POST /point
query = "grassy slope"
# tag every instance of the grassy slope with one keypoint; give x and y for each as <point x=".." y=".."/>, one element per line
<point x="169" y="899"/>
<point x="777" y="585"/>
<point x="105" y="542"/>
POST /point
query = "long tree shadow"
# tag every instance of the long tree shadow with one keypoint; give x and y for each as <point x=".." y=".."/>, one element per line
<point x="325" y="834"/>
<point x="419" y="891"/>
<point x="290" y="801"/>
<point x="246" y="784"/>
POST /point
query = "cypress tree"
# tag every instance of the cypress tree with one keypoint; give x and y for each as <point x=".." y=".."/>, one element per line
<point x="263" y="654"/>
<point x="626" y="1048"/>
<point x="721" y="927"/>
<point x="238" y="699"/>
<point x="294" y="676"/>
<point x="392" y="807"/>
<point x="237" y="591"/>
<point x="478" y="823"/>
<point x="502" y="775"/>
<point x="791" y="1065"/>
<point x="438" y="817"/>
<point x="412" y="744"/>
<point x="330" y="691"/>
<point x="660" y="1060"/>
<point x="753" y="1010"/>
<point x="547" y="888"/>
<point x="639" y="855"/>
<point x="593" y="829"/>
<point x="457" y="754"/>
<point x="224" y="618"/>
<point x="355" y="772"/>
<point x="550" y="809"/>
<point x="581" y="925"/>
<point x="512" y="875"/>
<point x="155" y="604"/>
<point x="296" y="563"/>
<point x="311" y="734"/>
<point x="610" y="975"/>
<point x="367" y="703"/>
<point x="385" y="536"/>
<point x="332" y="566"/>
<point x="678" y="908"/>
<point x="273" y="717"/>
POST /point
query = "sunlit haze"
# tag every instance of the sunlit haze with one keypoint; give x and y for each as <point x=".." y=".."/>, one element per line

════

» SHORT EXERCISE: Your task is to print the whole listing again exactly.

» WORKED ANSWER:
POST /point
query = "grassy slope"
# tag every instance of the grassy slope with one keypoint; give x and y for each as <point x=".." y=".."/>, one element per line
<point x="169" y="899"/>
<point x="777" y="585"/>
<point x="105" y="542"/>
POST /point
query = "long tree shadow"
# tag every instance of the long tree shadow with one keypoint; give x and y for each as <point x=".." y=".."/>, one element per line
<point x="325" y="834"/>
<point x="419" y="891"/>
<point x="290" y="801"/>
<point x="246" y="784"/>
POST /point
query = "cypress tree"
# tag every instance of the cypress tree with one keypoint; give x and y for each as <point x=".." y=".."/>, one element per line
<point x="263" y="654"/>
<point x="626" y="1048"/>
<point x="721" y="927"/>
<point x="238" y="699"/>
<point x="294" y="676"/>
<point x="392" y="807"/>
<point x="237" y="591"/>
<point x="478" y="823"/>
<point x="502" y="775"/>
<point x="791" y="1065"/>
<point x="438" y="817"/>
<point x="412" y="744"/>
<point x="330" y="691"/>
<point x="660" y="1060"/>
<point x="753" y="1010"/>
<point x="547" y="888"/>
<point x="639" y="855"/>
<point x="593" y="829"/>
<point x="457" y="754"/>
<point x="224" y="618"/>
<point x="355" y="772"/>
<point x="550" y="809"/>
<point x="581" y="925"/>
<point x="512" y="875"/>
<point x="155" y="604"/>
<point x="296" y="563"/>
<point x="311" y="734"/>
<point x="610" y="975"/>
<point x="367" y="703"/>
<point x="385" y="536"/>
<point x="332" y="566"/>
<point x="678" y="908"/>
<point x="273" y="717"/>
POST /point
query = "sunlit haze"
# tag every instance of the sunlit haze with one keypoint; give x and y for each as <point x=".." y=".."/>, one element per line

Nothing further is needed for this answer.